Segment Start: Source extract
On the other hand, public health officials say Gardasil is safe and beneficial. The Centers for Disease Control recommends it, and Merck has already sold 10 million doses in the U.S. The demand for it helped double the company's vaccine sales to $1.2 billion in its most recent fiscal quarter.
Lybrand's own story so far: Her atypical business career began with a nursing degree from Trenton State College and work in the cardiac critical-care unit at Thomas Jefferson University Hospital. That was a coming-full-circle experience for a woman whose father had died from a heart attack when she was a child.
Then she earned an MBA from the Wharton School of the University of Pennsylvania, did some healthcare consulting in New York City and joined Merck, where she has overseen marketing for everything from cholesterol medicines to glaucoma eye drops. Before Gardasil, she led the U.S. launch of the asthma drug Singulair.
Segment End: Source extract
Segment Start: Recorded information
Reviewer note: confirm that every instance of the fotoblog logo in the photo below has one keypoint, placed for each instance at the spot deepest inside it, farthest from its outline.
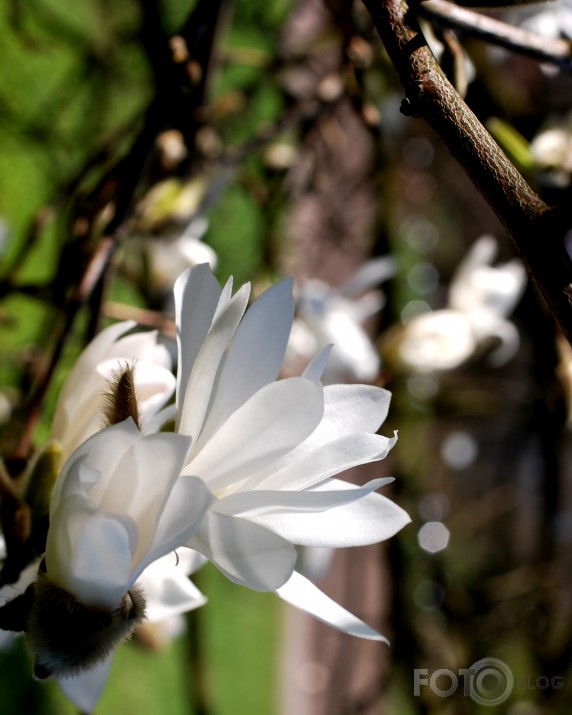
Segment End: Recorded information
## Requirement
Quote in full, word for word, the passage on Gardasil and Lybrand's career.

## The completed task
On the other hand, public health officials say Gardasil is safe and beneficial. The Centers for Disease Control recommends it, and Merck has already sold 10 million doses in the U.S. The demand for it helped double the company's vaccine sales to $1.2 billion in its most recent fiscal quarter.
Lybrand's own story so far: Her atypical business career began with a nursing degree from Trenton State College and work in the cardiac critical-care unit at Thomas Jefferson University Hospital. That was a coming-full-circle experience for a woman whose father had died from a heart attack when she was a child.
Then she earned an MBA from the Wharton School of the University of Pennsylvania, did some healthcare consulting in New York City and joined Merck, where she has overseen marketing for everything from cholesterol medicines to glaucoma eye drops. Before Gardasil, she led the U.S. launch of the asthma drug Singulair.